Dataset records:
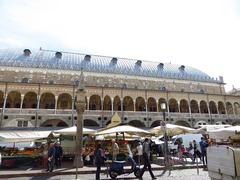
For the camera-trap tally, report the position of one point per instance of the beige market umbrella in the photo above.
(224, 133)
(131, 130)
(72, 131)
(205, 129)
(171, 130)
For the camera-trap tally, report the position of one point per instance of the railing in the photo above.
(137, 114)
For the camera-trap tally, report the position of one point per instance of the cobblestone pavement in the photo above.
(185, 174)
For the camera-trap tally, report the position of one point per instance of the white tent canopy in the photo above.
(72, 131)
(23, 136)
(225, 133)
(123, 129)
(172, 129)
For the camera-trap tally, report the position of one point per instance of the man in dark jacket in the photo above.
(51, 157)
(99, 160)
(203, 146)
(146, 156)
(58, 155)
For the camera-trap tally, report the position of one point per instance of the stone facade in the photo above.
(35, 97)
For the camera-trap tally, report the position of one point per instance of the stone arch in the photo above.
(140, 104)
(107, 103)
(137, 123)
(1, 99)
(128, 104)
(229, 108)
(90, 122)
(108, 122)
(95, 102)
(30, 100)
(203, 107)
(173, 105)
(47, 101)
(184, 108)
(117, 103)
(236, 108)
(197, 125)
(64, 101)
(155, 123)
(221, 108)
(13, 100)
(194, 106)
(213, 107)
(236, 123)
(182, 123)
(152, 105)
(54, 123)
(160, 101)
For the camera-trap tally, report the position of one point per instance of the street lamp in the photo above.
(80, 107)
(163, 125)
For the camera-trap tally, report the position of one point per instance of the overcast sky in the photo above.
(204, 34)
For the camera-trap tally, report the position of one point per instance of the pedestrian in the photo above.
(196, 151)
(203, 146)
(51, 157)
(139, 153)
(146, 156)
(58, 154)
(99, 159)
(115, 150)
(190, 151)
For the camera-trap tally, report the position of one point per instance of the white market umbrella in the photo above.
(124, 129)
(172, 129)
(72, 131)
(23, 136)
(205, 129)
(225, 133)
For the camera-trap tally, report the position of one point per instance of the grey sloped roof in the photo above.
(45, 59)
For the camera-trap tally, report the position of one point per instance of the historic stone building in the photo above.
(38, 89)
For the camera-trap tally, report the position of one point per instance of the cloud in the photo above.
(203, 34)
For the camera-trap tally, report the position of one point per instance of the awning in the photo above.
(23, 136)
(124, 129)
(225, 133)
(72, 131)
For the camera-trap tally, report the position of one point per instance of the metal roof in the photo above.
(46, 59)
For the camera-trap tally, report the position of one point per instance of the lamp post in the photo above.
(80, 107)
(163, 125)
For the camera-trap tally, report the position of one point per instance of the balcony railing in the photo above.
(137, 114)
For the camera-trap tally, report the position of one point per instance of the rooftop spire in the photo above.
(81, 85)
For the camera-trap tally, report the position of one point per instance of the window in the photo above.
(22, 124)
(19, 124)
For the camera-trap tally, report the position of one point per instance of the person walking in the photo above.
(58, 155)
(203, 146)
(99, 159)
(196, 151)
(115, 150)
(51, 157)
(139, 153)
(146, 156)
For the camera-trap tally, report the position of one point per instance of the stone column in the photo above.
(56, 98)
(80, 106)
(22, 96)
(112, 101)
(73, 99)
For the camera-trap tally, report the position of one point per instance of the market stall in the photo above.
(171, 130)
(14, 156)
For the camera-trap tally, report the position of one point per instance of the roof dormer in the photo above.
(26, 52)
(160, 66)
(182, 68)
(139, 63)
(87, 58)
(58, 55)
(114, 60)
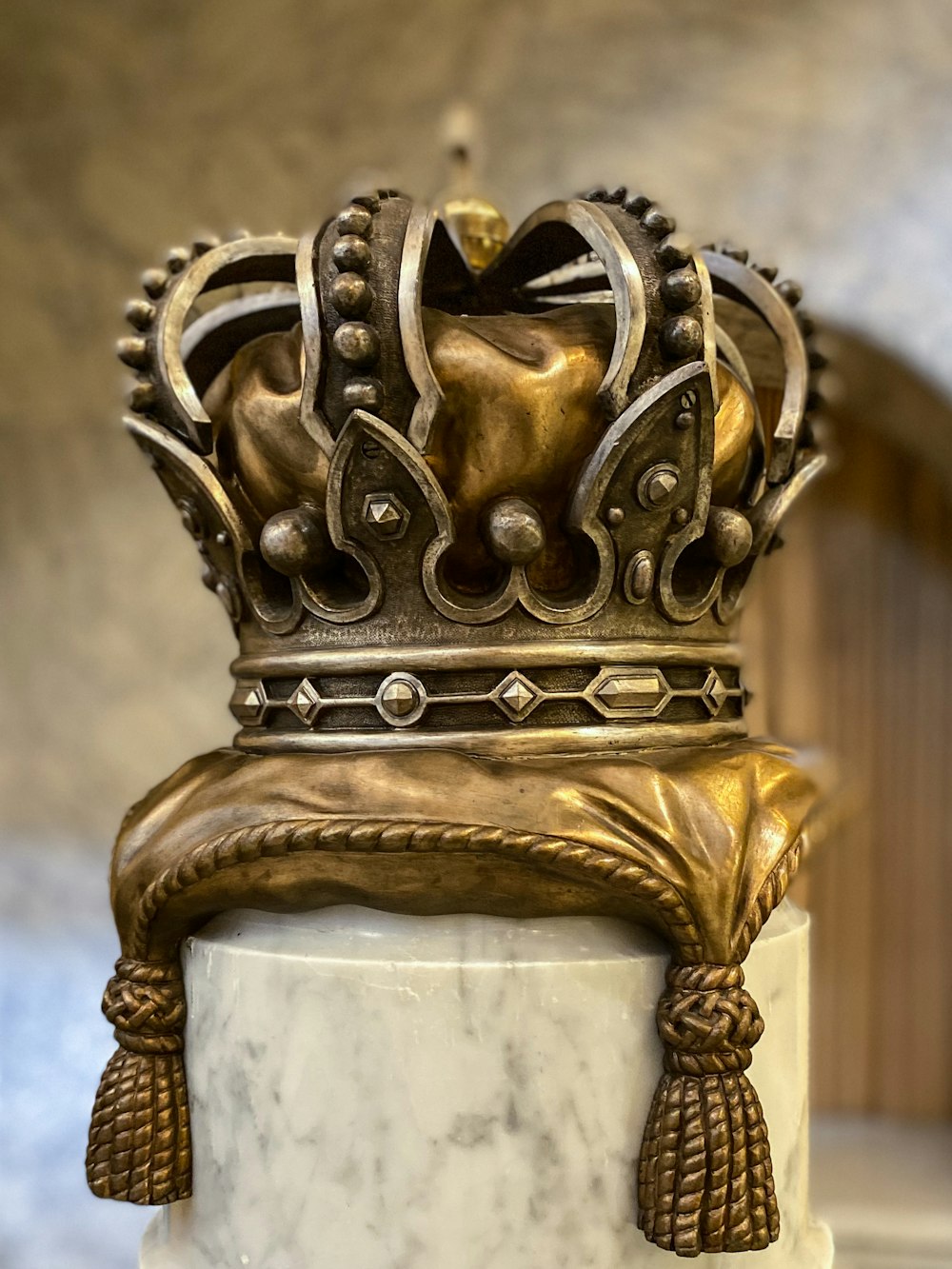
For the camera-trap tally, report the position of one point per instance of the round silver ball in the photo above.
(513, 530)
(293, 542)
(357, 343)
(681, 289)
(729, 534)
(354, 220)
(350, 294)
(350, 252)
(658, 224)
(364, 393)
(681, 338)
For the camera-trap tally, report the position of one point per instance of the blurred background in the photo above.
(817, 134)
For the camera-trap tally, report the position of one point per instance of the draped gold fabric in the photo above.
(710, 823)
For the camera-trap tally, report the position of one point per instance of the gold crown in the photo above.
(451, 495)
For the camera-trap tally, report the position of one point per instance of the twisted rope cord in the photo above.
(342, 833)
(769, 896)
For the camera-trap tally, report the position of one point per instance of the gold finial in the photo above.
(479, 228)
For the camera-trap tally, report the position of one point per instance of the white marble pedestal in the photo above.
(376, 1092)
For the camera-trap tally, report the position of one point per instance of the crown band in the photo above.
(571, 707)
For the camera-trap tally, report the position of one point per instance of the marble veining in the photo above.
(448, 1093)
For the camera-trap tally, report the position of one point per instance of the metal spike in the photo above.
(154, 282)
(143, 397)
(178, 258)
(140, 313)
(133, 351)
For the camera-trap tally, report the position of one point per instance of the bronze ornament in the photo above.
(482, 515)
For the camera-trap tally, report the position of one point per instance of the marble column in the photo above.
(381, 1092)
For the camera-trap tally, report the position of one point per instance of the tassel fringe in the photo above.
(704, 1173)
(140, 1146)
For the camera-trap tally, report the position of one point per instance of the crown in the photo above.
(490, 495)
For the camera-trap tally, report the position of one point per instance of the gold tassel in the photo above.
(139, 1141)
(704, 1174)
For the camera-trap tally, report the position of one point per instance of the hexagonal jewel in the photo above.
(305, 701)
(714, 692)
(387, 514)
(630, 693)
(517, 696)
(248, 702)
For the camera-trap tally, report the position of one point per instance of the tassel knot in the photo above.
(704, 1174)
(140, 1140)
(706, 1020)
(147, 1005)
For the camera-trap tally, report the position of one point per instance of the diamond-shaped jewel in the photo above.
(387, 515)
(631, 693)
(248, 702)
(305, 701)
(714, 692)
(517, 696)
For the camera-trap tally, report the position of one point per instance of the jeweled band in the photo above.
(491, 700)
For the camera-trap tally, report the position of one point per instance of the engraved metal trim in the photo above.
(494, 656)
(417, 240)
(311, 419)
(524, 742)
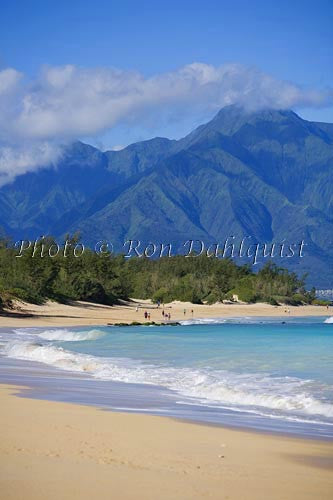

**Exercise prompt:**
Return every line of the records above word for word, leaving out the pictures.

**Output for this task:**
For the camera-trap tally, report the position of one point per instance of the beige market umbrella in the photo above.
(224, 133)
(131, 130)
(72, 131)
(205, 129)
(171, 130)
For the camera-trap tally, report the position of one point per instance of the railing in the photo above.
(137, 114)
For the camera-trap tally, report the position of one point per instance of the cobblestone pavement in the photo above.
(185, 174)
For the camera-trap tally, report the position of one point per instance of the white tent canopy in the photo above.
(72, 131)
(23, 136)
(225, 133)
(123, 129)
(172, 129)
For the camera-trap tally, report the position of one point per instance of the man in dark jacket in the photo above.
(51, 157)
(99, 160)
(203, 146)
(146, 156)
(58, 155)
For the camera-trap tally, report the position of one point per instance of the stone facade in the photo above.
(35, 97)
For the camera-trap tally, report the position of one point per instance of the stone arch in the photo above.
(140, 104)
(107, 103)
(137, 123)
(1, 99)
(128, 104)
(229, 108)
(90, 122)
(108, 122)
(95, 102)
(30, 100)
(203, 107)
(173, 105)
(47, 101)
(184, 108)
(117, 103)
(236, 108)
(197, 125)
(64, 101)
(155, 123)
(221, 108)
(13, 100)
(194, 106)
(213, 107)
(236, 123)
(182, 123)
(152, 105)
(54, 123)
(160, 101)
For the camera-trap tally, report the position of one point per instance of the street lamp in the photo above.
(80, 107)
(163, 125)
For the camera-trap tally, report the position of one point per instance of the overcast sky in the photo above.
(204, 34)
For the camera-trap tally, report the position of one point per instance of the pedestrian in the photo above.
(196, 151)
(203, 146)
(51, 157)
(139, 153)
(146, 156)
(58, 154)
(99, 159)
(115, 150)
(190, 151)
For the camera-trap tally, report the position of one point per instance of the white market umbrella in the photo above.
(124, 129)
(172, 129)
(72, 131)
(23, 136)
(205, 129)
(225, 133)
For the camera-trap tally, report the position of one point per instance of the grey sloped roof in the photo above.
(45, 59)
For the camera-trap tally, report the position of one point per instance of the historic stone building in the photo above.
(38, 89)
For the camera-trap tally, report the position of one point per instance of the cloud in the photo above.
(203, 34)
For the camera-trap tally, report the position of one point per instance of the awning in the photo above.
(23, 136)
(124, 129)
(225, 133)
(72, 131)
For the camera-trap tally, report the position of one point per instance of the metal roof in the photo above.
(46, 59)
For the camera-trap tally, report the position of one point per instance of the lamp post in the photo above.
(80, 107)
(163, 125)
For the camera-trap tally, report the position of one point per instance of the balcony railing in the photo above.
(137, 114)
For the camera-trap tally, report the position of one point per instance of the rooftop spire in the photo above.
(81, 85)
For the camera-trap tally, report the position of one point per instance of the window in the photo above.
(22, 124)
(19, 124)
For the camera-trap tally, report the position of one point per instance of the person walking in the photo above.
(58, 155)
(203, 146)
(99, 159)
(196, 151)
(115, 150)
(51, 157)
(139, 153)
(146, 156)
For the camera-trap tally, report the position of one point per instance of the stone column in the photo above.
(56, 98)
(80, 106)
(22, 96)
(112, 101)
(73, 99)
For the camera-trap tally, report the position of one point per instance of the market stall in the photo above.
(171, 130)
(14, 156)
For the camera-trap tally, report the position of one point per instance of the roof dormer in the photo above.
(26, 52)
(160, 66)
(182, 68)
(139, 63)
(87, 58)
(58, 55)
(114, 60)
For the camera-trap tally, report the position of one point per instance of the round silver ball in the photo above.
(513, 530)
(293, 542)
(357, 343)
(681, 289)
(729, 534)
(354, 220)
(350, 294)
(350, 252)
(658, 224)
(364, 393)
(681, 338)
For the camera-trap tally, report the position of one point per instance of the blurred background in the photo above.
(817, 134)
For the camera-trap tally, report the position of one point per instance of the draped gold fabric in the photo above.
(710, 823)
For the camera-trap tally, report the position of one point per instance of the gold crown in the photo above.
(451, 495)
For the camera-trap tally, report the position of one point per instance of the twisted rope cord in the photo above.
(342, 833)
(769, 896)
For the camera-trap tally, report the position of one point per instance of the gold finial in the photo above.
(479, 228)
For the camera-trap tally, report the position of one point per instance of the white marble pedestal in the photo above.
(376, 1092)
For the camera-trap tally, report the position of one point per instance of the crown band in the photo above.
(571, 707)
For the camera-trap tally, report the position of one point per instance of the marble veining in the photo above.
(448, 1093)
For the camera-trap tally, report the position of one point per instance of the metal spike in the photo above.
(154, 282)
(143, 397)
(178, 258)
(140, 313)
(133, 351)
For the camera-trap tally, report the position of one point per instance of the bronze ornament in the photo above.
(482, 515)
For the camera-trap tally, report the position of one point per instance of the marble column in the photo above.
(381, 1092)
For the camera-trap tally, report the position of one point per instance of the tassel fringe in the photo above.
(704, 1173)
(140, 1146)
For the camera-trap tally, report the position of one point per instance of the crown in the photo above.
(490, 495)
For the camera-trap tally, report the position of one point per instance of the gold tassel in the photo above.
(139, 1141)
(704, 1174)
For the camera-trap tally, report the position of one point per instance of the hexagonal jewel in the photo above.
(305, 701)
(714, 692)
(387, 514)
(630, 693)
(517, 696)
(248, 702)
For the camera-trap tally, report the position of one point per instance of the tassel knot in the photo above.
(704, 1174)
(140, 1140)
(706, 1020)
(147, 1005)
For the camera-trap tally, report the position of one point per instance of the diamond-shaped jewel in the photo above.
(387, 515)
(631, 693)
(248, 702)
(305, 701)
(714, 692)
(517, 696)
For the camera-trap tally, report the position of one point per instance of the jeweled band in the photo above.
(491, 700)
For the camera-trap tally, report the position of one point per instance of the engraved metal trim in the photo above.
(494, 656)
(417, 240)
(311, 419)
(524, 742)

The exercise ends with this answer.